[Stored items]
────────────────────

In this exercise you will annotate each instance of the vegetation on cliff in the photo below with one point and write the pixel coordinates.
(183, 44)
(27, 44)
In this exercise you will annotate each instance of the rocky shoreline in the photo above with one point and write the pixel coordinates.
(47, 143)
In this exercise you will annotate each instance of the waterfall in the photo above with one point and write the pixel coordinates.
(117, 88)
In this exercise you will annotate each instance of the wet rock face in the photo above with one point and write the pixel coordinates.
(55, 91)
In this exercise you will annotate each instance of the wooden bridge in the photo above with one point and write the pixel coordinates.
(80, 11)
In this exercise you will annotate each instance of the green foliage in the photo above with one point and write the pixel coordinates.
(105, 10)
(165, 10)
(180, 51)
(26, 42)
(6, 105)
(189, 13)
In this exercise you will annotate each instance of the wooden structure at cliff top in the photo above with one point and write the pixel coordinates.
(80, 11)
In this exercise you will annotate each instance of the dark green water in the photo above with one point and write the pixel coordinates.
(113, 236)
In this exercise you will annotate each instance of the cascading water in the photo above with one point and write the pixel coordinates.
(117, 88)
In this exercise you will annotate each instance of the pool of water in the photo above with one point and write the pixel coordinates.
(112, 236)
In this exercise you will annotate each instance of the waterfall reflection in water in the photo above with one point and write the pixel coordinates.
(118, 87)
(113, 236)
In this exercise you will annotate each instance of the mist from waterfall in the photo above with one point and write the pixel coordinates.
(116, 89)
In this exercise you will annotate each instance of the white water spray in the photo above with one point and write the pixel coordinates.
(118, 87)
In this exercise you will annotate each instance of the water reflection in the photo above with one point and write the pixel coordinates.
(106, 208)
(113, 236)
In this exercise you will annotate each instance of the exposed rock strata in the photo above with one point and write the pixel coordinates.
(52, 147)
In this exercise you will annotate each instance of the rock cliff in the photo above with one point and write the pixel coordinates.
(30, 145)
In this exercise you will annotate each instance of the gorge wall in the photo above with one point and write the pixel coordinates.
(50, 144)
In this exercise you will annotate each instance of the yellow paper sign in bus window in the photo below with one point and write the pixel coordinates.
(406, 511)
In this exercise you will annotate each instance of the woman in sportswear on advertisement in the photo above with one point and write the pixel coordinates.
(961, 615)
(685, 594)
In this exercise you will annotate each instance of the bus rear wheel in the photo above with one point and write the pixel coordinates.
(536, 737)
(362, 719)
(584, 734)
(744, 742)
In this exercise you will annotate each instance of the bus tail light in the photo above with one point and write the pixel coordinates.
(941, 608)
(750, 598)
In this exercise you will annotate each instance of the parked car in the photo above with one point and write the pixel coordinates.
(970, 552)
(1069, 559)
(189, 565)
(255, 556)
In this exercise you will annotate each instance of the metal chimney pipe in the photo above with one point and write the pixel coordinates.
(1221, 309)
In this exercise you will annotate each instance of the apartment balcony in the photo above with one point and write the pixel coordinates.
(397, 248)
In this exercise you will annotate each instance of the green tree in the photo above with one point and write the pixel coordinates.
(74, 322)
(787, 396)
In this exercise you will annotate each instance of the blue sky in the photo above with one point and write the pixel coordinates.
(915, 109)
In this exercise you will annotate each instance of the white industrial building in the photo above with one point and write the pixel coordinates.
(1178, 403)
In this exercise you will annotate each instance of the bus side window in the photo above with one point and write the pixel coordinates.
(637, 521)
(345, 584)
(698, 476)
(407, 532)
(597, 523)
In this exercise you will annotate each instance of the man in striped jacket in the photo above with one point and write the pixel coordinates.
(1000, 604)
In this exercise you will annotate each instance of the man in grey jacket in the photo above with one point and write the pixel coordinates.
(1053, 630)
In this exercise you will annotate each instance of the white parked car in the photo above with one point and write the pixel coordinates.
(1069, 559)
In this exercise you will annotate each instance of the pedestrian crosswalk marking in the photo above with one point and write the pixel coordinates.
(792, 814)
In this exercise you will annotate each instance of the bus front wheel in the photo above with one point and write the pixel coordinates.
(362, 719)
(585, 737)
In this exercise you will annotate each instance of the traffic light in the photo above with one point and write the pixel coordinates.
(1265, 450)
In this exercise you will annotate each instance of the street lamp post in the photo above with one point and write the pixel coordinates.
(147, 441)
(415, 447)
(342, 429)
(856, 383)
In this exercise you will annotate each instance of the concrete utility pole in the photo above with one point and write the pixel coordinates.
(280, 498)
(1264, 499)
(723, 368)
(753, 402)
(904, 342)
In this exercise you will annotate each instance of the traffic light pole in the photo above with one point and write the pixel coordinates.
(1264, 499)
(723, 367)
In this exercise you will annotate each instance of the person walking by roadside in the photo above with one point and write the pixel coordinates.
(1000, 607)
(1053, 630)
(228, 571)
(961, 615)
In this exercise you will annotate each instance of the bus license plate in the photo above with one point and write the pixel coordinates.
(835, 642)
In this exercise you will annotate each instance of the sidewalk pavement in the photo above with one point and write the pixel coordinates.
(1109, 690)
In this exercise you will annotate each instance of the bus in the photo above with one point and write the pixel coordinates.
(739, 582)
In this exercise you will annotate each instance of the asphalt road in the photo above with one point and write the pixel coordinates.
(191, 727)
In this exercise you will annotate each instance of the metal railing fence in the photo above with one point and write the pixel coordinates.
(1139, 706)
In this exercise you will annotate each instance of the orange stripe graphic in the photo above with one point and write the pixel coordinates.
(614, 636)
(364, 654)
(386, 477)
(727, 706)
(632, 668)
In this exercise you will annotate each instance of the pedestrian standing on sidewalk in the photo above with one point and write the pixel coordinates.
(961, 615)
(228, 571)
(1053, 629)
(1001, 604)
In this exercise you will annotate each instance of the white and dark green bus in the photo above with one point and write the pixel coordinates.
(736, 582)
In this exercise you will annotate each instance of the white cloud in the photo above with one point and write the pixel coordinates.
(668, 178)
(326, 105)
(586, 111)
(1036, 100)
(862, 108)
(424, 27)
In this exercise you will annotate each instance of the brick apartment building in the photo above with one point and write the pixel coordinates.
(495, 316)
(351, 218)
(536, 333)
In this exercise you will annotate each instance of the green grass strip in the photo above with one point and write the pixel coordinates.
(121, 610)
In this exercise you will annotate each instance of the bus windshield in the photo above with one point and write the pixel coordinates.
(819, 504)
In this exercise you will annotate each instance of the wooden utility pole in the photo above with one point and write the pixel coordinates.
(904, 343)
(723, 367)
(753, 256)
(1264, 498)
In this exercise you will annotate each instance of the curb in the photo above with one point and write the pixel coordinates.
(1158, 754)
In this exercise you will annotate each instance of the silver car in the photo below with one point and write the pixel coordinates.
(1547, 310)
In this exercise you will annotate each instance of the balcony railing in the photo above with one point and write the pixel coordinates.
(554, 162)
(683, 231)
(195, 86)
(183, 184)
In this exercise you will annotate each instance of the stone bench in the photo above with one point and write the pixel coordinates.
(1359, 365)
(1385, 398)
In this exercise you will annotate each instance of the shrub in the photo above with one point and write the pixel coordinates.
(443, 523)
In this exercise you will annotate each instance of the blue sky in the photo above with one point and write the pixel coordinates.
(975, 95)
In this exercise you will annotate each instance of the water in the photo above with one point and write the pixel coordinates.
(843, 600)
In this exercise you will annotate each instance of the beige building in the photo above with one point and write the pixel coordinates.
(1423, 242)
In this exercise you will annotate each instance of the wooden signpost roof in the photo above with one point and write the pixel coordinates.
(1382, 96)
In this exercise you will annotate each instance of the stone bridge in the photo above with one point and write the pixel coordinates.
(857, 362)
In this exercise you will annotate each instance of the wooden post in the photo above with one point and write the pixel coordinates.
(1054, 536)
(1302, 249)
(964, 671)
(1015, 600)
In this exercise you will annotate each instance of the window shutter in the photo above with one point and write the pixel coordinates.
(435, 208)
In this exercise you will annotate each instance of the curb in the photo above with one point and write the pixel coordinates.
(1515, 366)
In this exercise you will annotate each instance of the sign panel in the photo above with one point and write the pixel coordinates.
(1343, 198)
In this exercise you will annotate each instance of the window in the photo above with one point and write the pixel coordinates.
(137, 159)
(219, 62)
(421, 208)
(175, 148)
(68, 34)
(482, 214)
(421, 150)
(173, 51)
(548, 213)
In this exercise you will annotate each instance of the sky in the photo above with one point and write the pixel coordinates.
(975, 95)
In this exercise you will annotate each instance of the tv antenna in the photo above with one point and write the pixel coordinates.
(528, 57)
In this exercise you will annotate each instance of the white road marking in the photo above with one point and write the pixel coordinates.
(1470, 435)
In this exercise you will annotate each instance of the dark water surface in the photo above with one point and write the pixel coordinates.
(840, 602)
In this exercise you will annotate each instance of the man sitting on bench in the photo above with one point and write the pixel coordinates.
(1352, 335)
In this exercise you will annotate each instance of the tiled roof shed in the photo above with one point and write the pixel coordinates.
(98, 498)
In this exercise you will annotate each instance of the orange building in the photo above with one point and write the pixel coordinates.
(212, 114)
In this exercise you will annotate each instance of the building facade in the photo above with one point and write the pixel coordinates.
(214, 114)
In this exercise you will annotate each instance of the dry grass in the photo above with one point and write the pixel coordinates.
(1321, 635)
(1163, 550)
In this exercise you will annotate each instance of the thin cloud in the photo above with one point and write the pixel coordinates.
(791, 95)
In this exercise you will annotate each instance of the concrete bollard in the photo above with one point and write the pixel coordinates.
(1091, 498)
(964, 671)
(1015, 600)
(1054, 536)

────────────────────

• **Directions**: What is needed is an exact copy of the lines from the one containing "the orange building" through the last line of the records, and nothing else.

• **Written response**:
In this exercise you will annotate each instance of the orange building in the photo above with one point and write the pixel coordinates.
(212, 114)
In this exercise you will annotate each instance of the building facade in the photo above with one point and write the pixel coordinates.
(214, 114)
In this exercise you will annotate each instance of the dry grass in the photo above with one point and write the pixel coordinates.
(1321, 635)
(1163, 550)
In this exercise you will annotate each instance of the thin cloud in the photo above with one point and write the pixel coordinates.
(791, 95)
In this exercise you will annotate each instance of the concrete bollard in the photo above with one point and write the pixel coordinates.
(1091, 498)
(964, 671)
(1015, 600)
(1054, 536)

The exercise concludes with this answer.